Segmentation annotation records:
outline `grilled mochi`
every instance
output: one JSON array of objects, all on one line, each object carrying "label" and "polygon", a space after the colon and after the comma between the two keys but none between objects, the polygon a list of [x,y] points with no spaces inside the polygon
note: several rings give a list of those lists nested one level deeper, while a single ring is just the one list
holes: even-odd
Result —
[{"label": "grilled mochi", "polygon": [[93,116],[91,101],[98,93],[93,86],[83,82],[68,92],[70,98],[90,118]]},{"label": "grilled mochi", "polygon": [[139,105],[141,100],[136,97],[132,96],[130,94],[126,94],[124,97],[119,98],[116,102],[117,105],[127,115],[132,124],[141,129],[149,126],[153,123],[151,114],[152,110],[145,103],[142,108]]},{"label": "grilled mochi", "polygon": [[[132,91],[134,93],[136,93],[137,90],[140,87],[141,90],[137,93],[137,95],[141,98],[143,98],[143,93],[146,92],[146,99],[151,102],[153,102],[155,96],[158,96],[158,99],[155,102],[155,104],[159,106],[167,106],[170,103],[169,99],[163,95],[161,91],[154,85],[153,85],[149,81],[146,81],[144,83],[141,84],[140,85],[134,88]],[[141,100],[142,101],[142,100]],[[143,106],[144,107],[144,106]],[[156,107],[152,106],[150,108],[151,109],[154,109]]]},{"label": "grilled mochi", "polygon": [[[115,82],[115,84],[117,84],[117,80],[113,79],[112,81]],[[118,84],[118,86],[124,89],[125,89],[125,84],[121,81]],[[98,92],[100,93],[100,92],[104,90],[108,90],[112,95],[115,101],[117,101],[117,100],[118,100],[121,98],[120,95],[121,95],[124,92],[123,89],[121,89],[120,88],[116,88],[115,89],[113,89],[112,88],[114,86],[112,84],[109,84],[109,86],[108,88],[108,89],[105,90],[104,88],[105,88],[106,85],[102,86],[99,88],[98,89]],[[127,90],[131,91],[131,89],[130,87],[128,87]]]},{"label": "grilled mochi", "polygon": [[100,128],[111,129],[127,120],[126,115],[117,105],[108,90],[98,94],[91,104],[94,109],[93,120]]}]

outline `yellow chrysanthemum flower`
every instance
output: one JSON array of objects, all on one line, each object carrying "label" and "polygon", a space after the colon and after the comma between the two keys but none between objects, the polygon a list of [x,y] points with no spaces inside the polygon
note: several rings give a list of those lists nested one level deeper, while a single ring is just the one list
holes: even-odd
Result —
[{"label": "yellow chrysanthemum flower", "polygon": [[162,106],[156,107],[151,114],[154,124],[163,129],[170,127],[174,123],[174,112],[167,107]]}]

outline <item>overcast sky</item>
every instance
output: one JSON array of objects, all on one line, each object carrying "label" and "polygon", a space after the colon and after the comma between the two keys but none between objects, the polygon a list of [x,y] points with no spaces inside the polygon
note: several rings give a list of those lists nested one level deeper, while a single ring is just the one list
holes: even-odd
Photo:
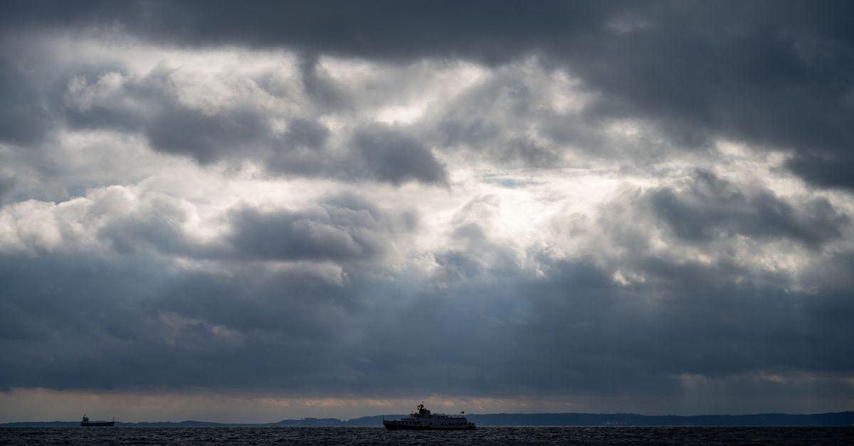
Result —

==

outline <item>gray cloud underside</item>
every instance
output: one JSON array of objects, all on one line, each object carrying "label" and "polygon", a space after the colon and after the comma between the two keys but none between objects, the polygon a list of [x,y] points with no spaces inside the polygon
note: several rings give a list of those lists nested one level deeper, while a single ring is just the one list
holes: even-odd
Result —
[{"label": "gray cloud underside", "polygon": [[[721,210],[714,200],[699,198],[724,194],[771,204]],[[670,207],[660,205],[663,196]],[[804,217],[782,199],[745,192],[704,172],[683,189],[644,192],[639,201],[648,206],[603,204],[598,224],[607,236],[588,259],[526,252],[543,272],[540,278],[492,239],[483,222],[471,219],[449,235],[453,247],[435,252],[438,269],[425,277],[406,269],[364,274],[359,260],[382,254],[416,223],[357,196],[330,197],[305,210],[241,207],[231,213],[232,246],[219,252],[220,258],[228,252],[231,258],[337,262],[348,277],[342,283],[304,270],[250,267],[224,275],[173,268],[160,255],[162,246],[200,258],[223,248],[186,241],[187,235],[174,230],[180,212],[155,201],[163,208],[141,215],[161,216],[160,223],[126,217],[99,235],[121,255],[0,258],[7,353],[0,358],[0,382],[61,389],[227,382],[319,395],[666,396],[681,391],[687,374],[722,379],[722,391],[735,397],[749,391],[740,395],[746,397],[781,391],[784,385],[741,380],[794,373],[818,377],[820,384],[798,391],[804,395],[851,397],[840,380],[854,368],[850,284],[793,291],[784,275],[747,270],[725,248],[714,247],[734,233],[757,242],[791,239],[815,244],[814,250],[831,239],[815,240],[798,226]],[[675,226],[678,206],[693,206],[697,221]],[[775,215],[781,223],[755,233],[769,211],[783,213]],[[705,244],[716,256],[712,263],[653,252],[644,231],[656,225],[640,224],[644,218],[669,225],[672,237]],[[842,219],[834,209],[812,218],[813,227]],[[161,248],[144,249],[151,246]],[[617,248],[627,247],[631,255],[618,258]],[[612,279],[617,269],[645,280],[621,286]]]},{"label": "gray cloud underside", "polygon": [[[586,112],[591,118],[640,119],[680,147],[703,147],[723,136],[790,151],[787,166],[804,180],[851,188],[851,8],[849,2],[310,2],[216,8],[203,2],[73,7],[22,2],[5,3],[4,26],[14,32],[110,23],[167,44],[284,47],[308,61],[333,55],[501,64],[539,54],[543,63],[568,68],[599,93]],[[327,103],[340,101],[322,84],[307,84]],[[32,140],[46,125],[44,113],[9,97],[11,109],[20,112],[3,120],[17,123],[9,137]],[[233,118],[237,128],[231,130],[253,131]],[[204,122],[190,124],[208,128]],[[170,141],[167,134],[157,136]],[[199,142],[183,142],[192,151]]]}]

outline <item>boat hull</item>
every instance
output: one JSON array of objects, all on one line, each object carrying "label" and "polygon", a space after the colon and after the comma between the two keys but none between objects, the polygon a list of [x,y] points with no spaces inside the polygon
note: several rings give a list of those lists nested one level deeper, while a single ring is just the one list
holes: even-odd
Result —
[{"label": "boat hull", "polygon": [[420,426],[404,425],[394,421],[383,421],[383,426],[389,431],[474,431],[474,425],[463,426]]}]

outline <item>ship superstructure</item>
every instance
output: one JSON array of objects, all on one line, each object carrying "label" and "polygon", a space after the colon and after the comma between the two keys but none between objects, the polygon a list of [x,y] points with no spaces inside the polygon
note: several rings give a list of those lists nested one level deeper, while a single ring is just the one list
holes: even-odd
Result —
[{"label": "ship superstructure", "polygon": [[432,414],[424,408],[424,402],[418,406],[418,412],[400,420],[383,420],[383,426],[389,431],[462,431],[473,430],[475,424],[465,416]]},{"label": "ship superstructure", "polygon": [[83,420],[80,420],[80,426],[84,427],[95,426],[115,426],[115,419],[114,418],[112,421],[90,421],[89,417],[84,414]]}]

*EXERCISE GOAL*
List every line of the listing above that contains the word "outline", treating uppercase and lowercase as different.

*WRITTEN SOLUTION*
outline `grilled mochi`
outline `yellow chrysanthemum flower`
outline <item>overcast sky</item>
outline <item>gray cloud underside</item>
outline <item>boat hull</item>
outline <item>ship superstructure</item>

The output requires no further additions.